LIST OF TASKS —
a. Reproduce the passage of the article on premarital counseling between "Creating a happy, lasting" and "a resounding yes!", inclusive.
b. Pick up the article on premarital counseling where it stops, and write its next part.
*** Opening EXCERPT ***
If you are getting married soon, you’ve probably reserved your venue, picked out your dress, hashed out the seating chart and bought rings. In the midst of this frenzy to have the perfect wedding, you might not be focused on what is really important — building a solid foundation for the future.
Creating a happy, lasting relationship should be something that you are focused on right from the start. The way to do that is through premarital counseling. Maybe you think that premarital counseling a waste of time. You could be thinking “do we really need counseling if we are not having a religious ceremony?” The answer is a resounding yes!
Premarital counseling from a couples therapist can help you strengthen your bond for the long road ahead. However, many couples are reluctant to participate in premarital counseling. Some people believe that it isn’t important. Many people have a distorted view of relationships based on modern TV shows. There is the idea that a good relationship happens naturally. The couple meets falls in love and everything then falls perfectly into place. This only happens in fairy tales, which is why premarital counseling should be at the top of every wedding checklist. Need more reasons to talk to a relationship counselor? Here are a few.
It Will Help You Define Expectations
Many couples don’t talk about their expectations early on because of the fear of rejection. You might be afraid if you tell your partner what you want out of a relationship, she will not accept you. She may analyze your text messages to try to guess at what you want. This just creates insecurity, frustration, and stress. When you are not on the same page, it can create a very dissatisfying relationship. A premarital counselor will help you identify your expectations and come up with a way to compromise on things that you differ on. What if you cannot reach a compromise? If your expectations are very different, then, in that case, knowing about it before you get married can help you avoid energy, time and heartache down the road. A couples’ counselor can also help you cope with the loss if things will not work out.
*** Closing EXCERPT ***
*** Opening INFORMATION SUPPLIED ***
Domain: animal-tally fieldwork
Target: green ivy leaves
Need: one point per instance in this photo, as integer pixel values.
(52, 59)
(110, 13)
*** Closing INFORMATION SUPPLIED ***
*** Opening INFORMATION SUPPLIED ***
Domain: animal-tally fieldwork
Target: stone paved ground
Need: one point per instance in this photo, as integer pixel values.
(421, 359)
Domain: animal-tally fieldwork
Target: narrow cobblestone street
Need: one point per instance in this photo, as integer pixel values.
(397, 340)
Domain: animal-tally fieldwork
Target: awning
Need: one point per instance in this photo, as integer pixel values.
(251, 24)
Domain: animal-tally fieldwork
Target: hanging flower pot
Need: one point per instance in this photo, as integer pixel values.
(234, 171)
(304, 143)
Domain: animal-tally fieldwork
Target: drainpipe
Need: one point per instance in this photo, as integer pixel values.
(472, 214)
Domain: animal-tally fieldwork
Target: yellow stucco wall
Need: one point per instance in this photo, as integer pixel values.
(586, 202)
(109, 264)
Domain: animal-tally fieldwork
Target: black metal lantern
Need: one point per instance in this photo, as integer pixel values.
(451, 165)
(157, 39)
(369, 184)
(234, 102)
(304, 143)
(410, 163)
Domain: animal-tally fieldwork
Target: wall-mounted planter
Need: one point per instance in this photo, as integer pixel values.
*** Closing INFORMATION SUPPLIED ***
*** Opening INFORMATION SUPPLIED ***
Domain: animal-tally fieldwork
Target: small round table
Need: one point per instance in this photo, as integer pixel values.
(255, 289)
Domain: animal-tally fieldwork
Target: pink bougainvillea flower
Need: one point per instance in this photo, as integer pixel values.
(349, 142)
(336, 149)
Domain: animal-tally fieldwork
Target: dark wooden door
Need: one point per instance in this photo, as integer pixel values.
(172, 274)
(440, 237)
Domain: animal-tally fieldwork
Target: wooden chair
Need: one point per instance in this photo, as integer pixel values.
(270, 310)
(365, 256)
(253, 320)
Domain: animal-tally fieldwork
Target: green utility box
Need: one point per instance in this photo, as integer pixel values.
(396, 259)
*** Closing INFORMATION SUPPLIED ***
RESULTS OF THE TASKS —
a.
Creating a happy, lasting relationship should be something that you are focused on right from the start. The way to do that is through premarital counseling. Maybe you think that premarital counseling a waste of time. You could be thinking “do we really need counseling if we are not having a religious ceremony?” The answer is a resounding yes!

b.
You’ll Learn How To Handle Conflict
Conflict is one of the biggest reasons why couples divorce. Many people use counterproductive and damaging strategies used to handle conflict in a relationship. Examples of these include stonewalling, criticism, defensiveness and blaming.
Premarital counseling can give you the skills that you need to better deal with issues in your relationship and have more productive conversations.
You’ll Learn How To Communicate About Touchy Issues
Communication about money and sex can be very hard for couples. It can feel taboo or embarrassing to talk about these issues. The problem is that many couples don’t agree on sex and money. And, issues surrounding these topics can’t be worked out if you do not talk about them. Eventually, the differences could be too much for the relationship to bear — especially if you are not actively trying to work on solving these problems. A couples’ therapist can help you discuss topics like these and learn how to work out solutions for things you don’t agree on.